>> Begin Input rows
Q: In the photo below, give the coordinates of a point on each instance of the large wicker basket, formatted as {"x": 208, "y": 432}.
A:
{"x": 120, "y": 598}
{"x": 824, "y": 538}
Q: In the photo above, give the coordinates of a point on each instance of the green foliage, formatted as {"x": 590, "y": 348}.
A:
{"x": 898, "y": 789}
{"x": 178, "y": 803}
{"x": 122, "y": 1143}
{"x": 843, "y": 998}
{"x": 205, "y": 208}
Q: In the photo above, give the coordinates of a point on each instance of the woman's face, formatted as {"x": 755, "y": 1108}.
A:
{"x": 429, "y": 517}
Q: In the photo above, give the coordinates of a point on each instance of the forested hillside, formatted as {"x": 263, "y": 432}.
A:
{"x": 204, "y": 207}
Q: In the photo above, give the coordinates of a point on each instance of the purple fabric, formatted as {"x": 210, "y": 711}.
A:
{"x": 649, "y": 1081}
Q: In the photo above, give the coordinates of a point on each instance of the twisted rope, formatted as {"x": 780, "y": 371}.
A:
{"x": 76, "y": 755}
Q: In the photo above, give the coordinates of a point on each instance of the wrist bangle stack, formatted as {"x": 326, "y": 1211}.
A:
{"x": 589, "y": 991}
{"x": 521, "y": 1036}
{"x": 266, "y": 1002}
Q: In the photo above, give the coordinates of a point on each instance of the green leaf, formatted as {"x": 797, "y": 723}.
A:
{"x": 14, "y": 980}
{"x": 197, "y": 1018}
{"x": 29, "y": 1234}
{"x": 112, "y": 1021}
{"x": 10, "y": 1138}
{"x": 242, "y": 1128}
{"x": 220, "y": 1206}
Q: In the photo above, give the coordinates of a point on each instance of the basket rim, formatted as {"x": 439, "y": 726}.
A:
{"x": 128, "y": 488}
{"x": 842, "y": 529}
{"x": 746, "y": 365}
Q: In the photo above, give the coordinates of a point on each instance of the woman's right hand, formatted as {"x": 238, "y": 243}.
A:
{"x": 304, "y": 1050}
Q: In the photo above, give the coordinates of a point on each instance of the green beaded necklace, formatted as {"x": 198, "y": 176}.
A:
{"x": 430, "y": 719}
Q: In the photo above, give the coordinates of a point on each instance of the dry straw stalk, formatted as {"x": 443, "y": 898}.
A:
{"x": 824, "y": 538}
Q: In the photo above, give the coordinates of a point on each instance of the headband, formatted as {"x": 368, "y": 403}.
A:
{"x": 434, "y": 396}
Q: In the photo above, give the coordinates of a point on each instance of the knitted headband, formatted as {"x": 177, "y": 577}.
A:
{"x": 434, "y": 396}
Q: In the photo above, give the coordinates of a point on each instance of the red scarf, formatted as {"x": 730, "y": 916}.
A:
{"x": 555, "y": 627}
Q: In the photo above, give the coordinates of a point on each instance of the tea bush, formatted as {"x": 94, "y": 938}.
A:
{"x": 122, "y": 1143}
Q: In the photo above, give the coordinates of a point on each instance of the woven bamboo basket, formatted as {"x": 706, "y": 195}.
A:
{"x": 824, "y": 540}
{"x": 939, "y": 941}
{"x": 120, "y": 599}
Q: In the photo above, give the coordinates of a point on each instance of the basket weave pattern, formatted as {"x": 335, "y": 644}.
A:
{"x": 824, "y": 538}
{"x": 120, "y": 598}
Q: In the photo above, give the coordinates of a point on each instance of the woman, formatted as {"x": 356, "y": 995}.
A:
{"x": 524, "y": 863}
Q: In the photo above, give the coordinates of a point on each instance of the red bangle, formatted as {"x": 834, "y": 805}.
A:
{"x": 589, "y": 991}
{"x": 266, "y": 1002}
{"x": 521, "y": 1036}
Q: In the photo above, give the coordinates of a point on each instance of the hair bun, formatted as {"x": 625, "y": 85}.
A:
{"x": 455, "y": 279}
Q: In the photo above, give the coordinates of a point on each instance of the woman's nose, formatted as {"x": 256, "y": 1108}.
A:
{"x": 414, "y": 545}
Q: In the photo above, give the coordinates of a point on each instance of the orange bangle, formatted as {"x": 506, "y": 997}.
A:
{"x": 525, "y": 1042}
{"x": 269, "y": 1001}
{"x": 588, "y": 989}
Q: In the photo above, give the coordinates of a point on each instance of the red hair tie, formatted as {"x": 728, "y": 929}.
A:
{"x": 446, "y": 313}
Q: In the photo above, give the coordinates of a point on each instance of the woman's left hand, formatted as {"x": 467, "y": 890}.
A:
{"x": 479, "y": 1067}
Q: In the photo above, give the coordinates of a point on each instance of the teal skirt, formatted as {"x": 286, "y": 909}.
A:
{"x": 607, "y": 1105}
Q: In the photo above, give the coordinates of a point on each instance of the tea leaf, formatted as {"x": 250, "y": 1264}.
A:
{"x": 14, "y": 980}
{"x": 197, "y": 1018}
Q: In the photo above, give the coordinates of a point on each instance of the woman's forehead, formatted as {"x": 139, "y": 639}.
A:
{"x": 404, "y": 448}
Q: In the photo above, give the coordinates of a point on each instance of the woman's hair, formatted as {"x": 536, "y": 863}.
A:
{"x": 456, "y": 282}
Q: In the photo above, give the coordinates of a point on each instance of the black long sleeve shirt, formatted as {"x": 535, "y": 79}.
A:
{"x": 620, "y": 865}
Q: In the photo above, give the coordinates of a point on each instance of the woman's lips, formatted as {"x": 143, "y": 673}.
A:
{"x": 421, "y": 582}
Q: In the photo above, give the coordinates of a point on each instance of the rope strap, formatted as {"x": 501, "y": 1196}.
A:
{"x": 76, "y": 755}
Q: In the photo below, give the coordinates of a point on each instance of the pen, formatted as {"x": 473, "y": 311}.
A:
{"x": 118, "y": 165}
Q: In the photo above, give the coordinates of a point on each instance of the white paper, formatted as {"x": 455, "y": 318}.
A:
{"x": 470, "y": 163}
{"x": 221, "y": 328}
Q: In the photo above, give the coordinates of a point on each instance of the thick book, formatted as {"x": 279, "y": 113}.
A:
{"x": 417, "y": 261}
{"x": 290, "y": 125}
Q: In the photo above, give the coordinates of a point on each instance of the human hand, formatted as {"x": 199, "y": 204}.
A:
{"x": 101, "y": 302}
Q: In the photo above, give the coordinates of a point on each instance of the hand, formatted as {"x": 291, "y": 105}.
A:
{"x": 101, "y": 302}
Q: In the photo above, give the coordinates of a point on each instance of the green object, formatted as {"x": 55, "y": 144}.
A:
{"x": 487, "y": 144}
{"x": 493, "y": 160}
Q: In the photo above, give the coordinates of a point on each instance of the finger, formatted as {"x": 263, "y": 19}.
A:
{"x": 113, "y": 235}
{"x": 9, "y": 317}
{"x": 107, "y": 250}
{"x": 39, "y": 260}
>> End Input rows
■ What needs to be done
Output the listing above as a Markdown table with the columns Row and Line, numbering each non-blank line in order and omitting blank lines.

■ Solution
| Row | Line |
|---|---|
| 1 | Q: In the photo below, give the coordinates of a point on each instance of the large wicker basket, formatted as {"x": 208, "y": 432}. |
| 2 | A: |
| 3 | {"x": 120, "y": 598} |
| 4 | {"x": 824, "y": 538} |
| 5 | Q: In the photo above, give the coordinates of a point on each instance of the green foliage, formatted as {"x": 590, "y": 348}. |
| 6 | A: |
| 7 | {"x": 898, "y": 789} |
| 8 | {"x": 178, "y": 803} |
| 9 | {"x": 122, "y": 1143} |
| 10 | {"x": 843, "y": 998} |
| 11 | {"x": 205, "y": 208} |
| 12 | Q: In the photo above, give the coordinates of a point on each instance of the woman's face, formatted as {"x": 755, "y": 1108}. |
| 13 | A: |
| 14 | {"x": 429, "y": 517} |
| 15 | Q: In the photo above, give the coordinates of a point on each instance of the forested hillside, formatted as {"x": 263, "y": 432}. |
| 16 | A: |
| 17 | {"x": 204, "y": 207} |
| 18 | Q: In the photo above, give the coordinates of a point on each instance of the purple fabric, formatted as {"x": 210, "y": 711}. |
| 19 | A: |
| 20 | {"x": 649, "y": 1081} |
| 21 | Q: In the photo above, give the coordinates of a point on each instance of the twisted rope, formatted as {"x": 780, "y": 371}. |
| 22 | A: |
| 23 | {"x": 76, "y": 755} |
| 24 | Q: In the photo above, give the coordinates of a point on each instance of the wrist bangle stack, formatted as {"x": 326, "y": 1211}. |
| 25 | A: |
| 26 | {"x": 589, "y": 991} |
| 27 | {"x": 521, "y": 1036} |
| 28 | {"x": 266, "y": 1002} |
| 29 | Q: In the photo above, give the coordinates of a point on each instance of the green leaf, formatted as {"x": 797, "y": 723}. |
| 30 | A: |
| 31 | {"x": 14, "y": 980} |
| 32 | {"x": 197, "y": 1018} |
| 33 | {"x": 29, "y": 1234} |
| 34 | {"x": 112, "y": 1021} |
| 35 | {"x": 10, "y": 1138} |
| 36 | {"x": 242, "y": 1128} |
| 37 | {"x": 220, "y": 1206} |
| 38 | Q: In the photo above, give the coordinates of a point on each instance of the basket rim, formatted as {"x": 439, "y": 726}. |
| 39 | A: |
| 40 | {"x": 128, "y": 488} |
| 41 | {"x": 842, "y": 529} |
| 42 | {"x": 746, "y": 365} |
| 43 | Q: In the photo above, give the coordinates of a point on each instance of the woman's right hand, formatted as {"x": 238, "y": 243}. |
| 44 | A: |
| 45 | {"x": 304, "y": 1050} |
| 46 | Q: In the photo above, give the coordinates of a point on each instance of the green beaded necklace, formatted as {"x": 198, "y": 176}. |
| 47 | A: |
| 48 | {"x": 430, "y": 719} |
| 49 | Q: In the photo above, give the coordinates of a point on each instance of the dry straw stalk, formatted as {"x": 443, "y": 898}. |
| 50 | A: |
| 51 | {"x": 824, "y": 538} |
| 52 | Q: In the photo above, give the coordinates of a point on each instance of the headband, formatted as {"x": 368, "y": 403}. |
| 53 | A: |
| 54 | {"x": 434, "y": 396} |
| 55 | Q: In the photo above, give the coordinates of a point on each instance of the knitted headband, formatted as {"x": 177, "y": 577}. |
| 56 | A: |
| 57 | {"x": 434, "y": 396} |
| 58 | Q: In the photo above, give the coordinates of a point on each instance of the red scarf, formatted as {"x": 730, "y": 916}. |
| 59 | A: |
| 60 | {"x": 555, "y": 627} |
| 61 | Q: In the photo above, give the coordinates of a point on each instance of the tea bush, formatted as {"x": 94, "y": 938}. |
| 62 | A: |
| 63 | {"x": 122, "y": 1143} |
| 64 | Q: In the photo above, give the coordinates of a point on each instance of the woven bamboo basket, formatted as {"x": 706, "y": 195}. |
| 65 | A: |
| 66 | {"x": 824, "y": 540} |
| 67 | {"x": 939, "y": 941} |
| 68 | {"x": 120, "y": 599} |
| 69 | Q: In the photo above, give the coordinates of a point on each instance of the basket weave pattern, formatted as {"x": 335, "y": 644}. |
| 70 | A: |
| 71 | {"x": 824, "y": 538} |
| 72 | {"x": 120, "y": 598} |
| 73 | Q: In the photo above, give the coordinates of a point on each instance of the woman, formatted as {"x": 356, "y": 995}. |
| 74 | A: |
| 75 | {"x": 524, "y": 863} |
| 76 | Q: In the photo above, give the coordinates of a point on each instance of the red bangle, formatted as {"x": 834, "y": 805}. |
| 77 | A: |
| 78 | {"x": 589, "y": 991} |
| 79 | {"x": 266, "y": 1002} |
| 80 | {"x": 521, "y": 1036} |
| 81 | Q: In the photo above, give the coordinates of a point on each instance of the hair bun, formatted as {"x": 625, "y": 85}. |
| 82 | A: |
| 83 | {"x": 455, "y": 279} |
| 84 | Q: In the photo above, give the coordinates of a point on each instance of the woman's nose, formatted as {"x": 256, "y": 1108}. |
| 85 | A: |
| 86 | {"x": 414, "y": 545} |
| 87 | Q: In the photo above, give the coordinates of a point on each instance of the orange bangle, formatted as {"x": 506, "y": 997}. |
| 88 | A: |
| 89 | {"x": 525, "y": 1042} |
| 90 | {"x": 269, "y": 1001} |
| 91 | {"x": 588, "y": 989} |
| 92 | Q: In the photo above, give the coordinates of a point on each instance of the red hair tie, formatted as {"x": 728, "y": 929}. |
| 93 | A: |
| 94 | {"x": 446, "y": 313} |
| 95 | Q: In the photo above, give the coordinates of a point on each instance of the woman's left hand, formatted as {"x": 467, "y": 890}. |
| 96 | A: |
| 97 | {"x": 479, "y": 1067} |
| 98 | Q: In the photo above, give the coordinates of a point on each instance of the teal skirt, formatted as {"x": 286, "y": 909}. |
| 99 | A: |
| 100 | {"x": 607, "y": 1105} |
| 101 | Q: In the photo above, give the coordinates of a point on each instance of the tea leaf, formatted as {"x": 250, "y": 1264}. |
| 102 | A: |
| 103 | {"x": 14, "y": 980} |
| 104 | {"x": 197, "y": 1018} |
| 105 | Q: In the photo above, give the coordinates of a point on each instance of the woman's forehead, formatted as {"x": 139, "y": 639}. |
| 106 | A: |
| 107 | {"x": 404, "y": 448} |
| 108 | Q: In the photo above, give the coordinates of a point on each instance of the woman's hair, formatted as {"x": 536, "y": 863}. |
| 109 | A: |
| 110 | {"x": 456, "y": 282} |
| 111 | Q: In the photo above, give the coordinates of a point on each instance of the black long sleeve shirt, formatted as {"x": 535, "y": 79}. |
| 112 | A: |
| 113 | {"x": 620, "y": 865} |
| 114 | Q: In the photo above, give the coordinates of a point on each instance of the woman's lips, formatted as {"x": 143, "y": 673}. |
| 115 | A: |
| 116 | {"x": 421, "y": 582} |
| 117 | Q: In the photo above, give the coordinates of a point on each instance of the rope strap, formatted as {"x": 501, "y": 1196}. |
| 118 | A: |
| 119 | {"x": 76, "y": 755} |
| 120 | Q: In the photo below, give the coordinates of a point on each instance of the pen, formatted as {"x": 473, "y": 311}. |
| 121 | A: |
| 122 | {"x": 118, "y": 165} |
| 123 | Q: In the photo above, give the coordinates of a point on each instance of the white paper, formatted as {"x": 455, "y": 318}. |
| 124 | A: |
| 125 | {"x": 470, "y": 163} |
| 126 | {"x": 221, "y": 328} |
| 127 | Q: In the photo above, give the coordinates of a point on each instance of the thick book, formatted as {"x": 279, "y": 113}. |
| 128 | A: |
| 129 | {"x": 417, "y": 261} |
| 130 | {"x": 290, "y": 125} |
| 131 | Q: In the photo above, give the coordinates of a point on each instance of the human hand, formatted as {"x": 199, "y": 204}. |
| 132 | A: |
| 133 | {"x": 101, "y": 302} |
| 134 | Q: In the photo above, give the coordinates of a point on each instance of the hand, formatted as {"x": 291, "y": 105}. |
| 135 | A: |
| 136 | {"x": 101, "y": 302} |
| 137 | Q: In the photo above, give the coordinates of a point on each instance of the green object, formatted as {"x": 55, "y": 144}. |
| 138 | A: |
| 139 | {"x": 487, "y": 144} |
| 140 | {"x": 493, "y": 160} |
| 141 | Q: In the photo above, give the coordinates of a point on each instance of the finger, formatted as {"x": 263, "y": 19}. |
| 142 | A: |
| 143 | {"x": 113, "y": 235} |
| 144 | {"x": 9, "y": 317} |
| 145 | {"x": 107, "y": 250} |
| 146 | {"x": 39, "y": 260} |